--- Source ---
------------------------------------------------------------------------

As the political theorist Kancha Ilaiah Shepherd recently wrote, the dominance of the upper caste (Bhadralok) in the Communist parties in Bengal and Tripura, and consequently in the spheres of power, and the relegation of the lowered castes out of that sphere over the years, disillusioned them with Communist politics. As a result the majority of the lowered castes (Chotolok) swung in favour of the RSS/BJP who organised them well.

He has further argued that the Bhadralok Communists in Bengal did not allow Muslims to get an education, although some 27% of Bengalis are Muslim.

In Kerala the story is different. Lowered caste leaders asserted themselves in the party right from the start. KR Gouri Amma, VS Achuthananthan, Pinarayi Vijayan, and many other leaders belong to the Ezhava caste, which used to be treated as an untouchable community. Control over leadership by a lowered caste was a phenomenon unseen in other states’ Communist parties, and that, according to Ilaiah, has ensured the Kerala Communists’ survival.

------------------------------------------------------------------------

--- What to do ---
1: Decide whether each statement agrees with the passage on caste and Communist parties. Answer yes or no for each, and quote the deciding words from the passage.
(a) Most of the lowered castes in Bengal and Tripura moved their support to the RSS/BJP.
(b) About 17% of Bengalis are Muslim.
(c) Pinarayi Vijayan belongs to the Ezhava caste.
2: In the passage on caste and Communist parties, what does Ilaiah say has ensured the Kerala Communists' survival?
3: Continue the passage on caste and Communist parties from its final sentence onward.
The material that comes next is from a separate source and has no connection to the passage on caste and Communist parties.

------------------------------------------------------------------------

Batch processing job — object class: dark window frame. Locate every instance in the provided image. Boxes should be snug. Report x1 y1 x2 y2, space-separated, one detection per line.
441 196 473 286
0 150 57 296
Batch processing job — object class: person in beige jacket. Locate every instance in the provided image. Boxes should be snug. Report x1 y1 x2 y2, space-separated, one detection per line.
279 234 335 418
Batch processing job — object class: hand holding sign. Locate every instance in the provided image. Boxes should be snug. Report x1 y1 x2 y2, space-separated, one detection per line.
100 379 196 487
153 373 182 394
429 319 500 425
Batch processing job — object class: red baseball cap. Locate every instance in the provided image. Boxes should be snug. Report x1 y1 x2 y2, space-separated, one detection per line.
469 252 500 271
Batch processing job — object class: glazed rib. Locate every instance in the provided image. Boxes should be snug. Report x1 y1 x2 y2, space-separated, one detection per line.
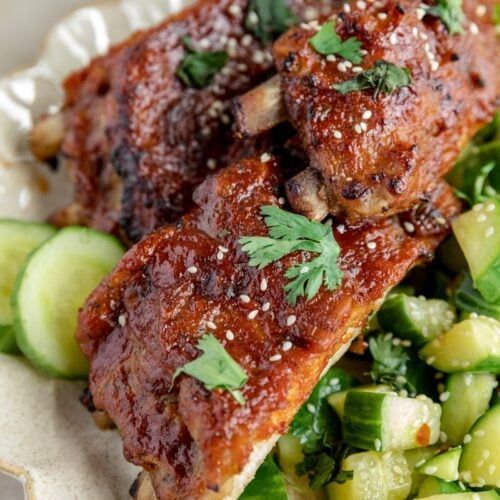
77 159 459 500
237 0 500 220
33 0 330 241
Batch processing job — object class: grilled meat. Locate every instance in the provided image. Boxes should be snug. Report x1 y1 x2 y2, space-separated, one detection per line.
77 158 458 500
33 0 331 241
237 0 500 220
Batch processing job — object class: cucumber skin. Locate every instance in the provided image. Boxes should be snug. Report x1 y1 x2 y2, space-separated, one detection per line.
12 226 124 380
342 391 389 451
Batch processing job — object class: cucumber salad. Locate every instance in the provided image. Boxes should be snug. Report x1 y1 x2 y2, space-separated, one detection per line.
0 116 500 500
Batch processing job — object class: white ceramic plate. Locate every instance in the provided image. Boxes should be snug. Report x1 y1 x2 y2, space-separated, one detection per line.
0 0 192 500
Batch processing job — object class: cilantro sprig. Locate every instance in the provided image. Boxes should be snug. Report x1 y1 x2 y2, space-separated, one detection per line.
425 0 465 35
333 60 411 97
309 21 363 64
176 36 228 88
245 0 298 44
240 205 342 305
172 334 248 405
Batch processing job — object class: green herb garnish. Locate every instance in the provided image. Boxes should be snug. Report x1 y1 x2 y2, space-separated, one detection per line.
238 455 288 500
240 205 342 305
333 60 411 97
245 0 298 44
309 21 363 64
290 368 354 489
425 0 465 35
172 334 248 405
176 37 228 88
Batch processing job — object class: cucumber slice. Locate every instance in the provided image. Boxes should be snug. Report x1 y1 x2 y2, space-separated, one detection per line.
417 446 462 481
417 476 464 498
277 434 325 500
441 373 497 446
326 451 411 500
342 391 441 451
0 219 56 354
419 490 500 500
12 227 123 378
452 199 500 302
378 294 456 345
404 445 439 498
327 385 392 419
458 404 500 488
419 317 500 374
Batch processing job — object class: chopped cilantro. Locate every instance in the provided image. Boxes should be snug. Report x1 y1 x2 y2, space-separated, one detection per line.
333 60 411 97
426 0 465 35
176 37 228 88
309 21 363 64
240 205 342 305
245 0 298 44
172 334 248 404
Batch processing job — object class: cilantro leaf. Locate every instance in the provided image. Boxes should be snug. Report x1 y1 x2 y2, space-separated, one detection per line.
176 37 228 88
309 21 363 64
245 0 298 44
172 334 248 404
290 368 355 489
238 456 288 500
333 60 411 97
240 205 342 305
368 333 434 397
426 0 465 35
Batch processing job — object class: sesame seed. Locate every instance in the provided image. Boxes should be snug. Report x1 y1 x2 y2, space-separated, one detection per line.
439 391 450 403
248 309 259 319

------------------------------------------------------------------------

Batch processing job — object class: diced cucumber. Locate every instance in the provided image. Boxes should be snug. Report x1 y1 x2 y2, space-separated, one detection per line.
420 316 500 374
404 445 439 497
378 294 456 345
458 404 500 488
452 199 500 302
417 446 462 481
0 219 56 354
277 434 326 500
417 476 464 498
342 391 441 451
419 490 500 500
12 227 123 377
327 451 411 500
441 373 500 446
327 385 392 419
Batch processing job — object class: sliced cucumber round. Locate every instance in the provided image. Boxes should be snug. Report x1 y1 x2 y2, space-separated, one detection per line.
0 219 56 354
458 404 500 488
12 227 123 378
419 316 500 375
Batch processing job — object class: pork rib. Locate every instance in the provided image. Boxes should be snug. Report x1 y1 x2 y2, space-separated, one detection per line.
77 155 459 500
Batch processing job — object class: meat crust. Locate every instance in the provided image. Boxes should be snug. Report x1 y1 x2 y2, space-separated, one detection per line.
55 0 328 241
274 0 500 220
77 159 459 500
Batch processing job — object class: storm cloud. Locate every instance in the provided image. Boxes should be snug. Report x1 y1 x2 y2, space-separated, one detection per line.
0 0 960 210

------------------------------------------------------------------------

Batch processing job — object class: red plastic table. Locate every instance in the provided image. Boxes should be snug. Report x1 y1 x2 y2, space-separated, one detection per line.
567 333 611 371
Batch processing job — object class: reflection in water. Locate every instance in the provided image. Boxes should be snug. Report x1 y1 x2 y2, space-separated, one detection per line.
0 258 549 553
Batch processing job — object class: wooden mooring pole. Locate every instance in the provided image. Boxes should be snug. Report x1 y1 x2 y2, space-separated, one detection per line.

------------------------------------------------------------------------

--- Answers for the exercise ---
1:
(a) Yes: "the majority of the lowered castes (Chotolok) swung in favour of the RSS/BJP who organised them well."
(b) No: "some 27% of Bengalis are Muslim."
(c) Yes: "KR Gouri Amma, VS Achuthananthan, Pinarayi Vijayan, and many other leaders belong to the Ezhava caste"

2: Lowered-caste control over the party leadership.

3:
Others have argued that Kerala is not a communist state at all, as it has betrayed communist principles by joining forces with capitalism. In striving for a balance between capitalism and socialism through multinationals and private capital for people’s welfare, they have been called “non-communist” by thinkers such as G. Pramod Kumar.

Others like Prabhu Chawla have called the CPI-M a communal party for seeking Muslim and Christian “appeasement” as it was losing its grip over the Hindus in the State while the BJP consolidated itself. This claim stands strongly contradicted by the recent election results.

The Kerala CPI-M also earned flak for implementing policies like reservation for the Economically Weaker Sections (of religions and castes who do not otherwise have reservation) which was dubbed a ‘Savarna Samvaranam’. “Policies like the EWS reservation sideline Dalits to an extent that they are pushed out of the race,” says Aravind.

The party has also “demonised” the Indian Union Muslim League and Welfare Party of India because they are political parties representing Muslims, argues Vishnu Prazad, a JNU research scholar and leader in the Congress-affiliated National Students Union of India.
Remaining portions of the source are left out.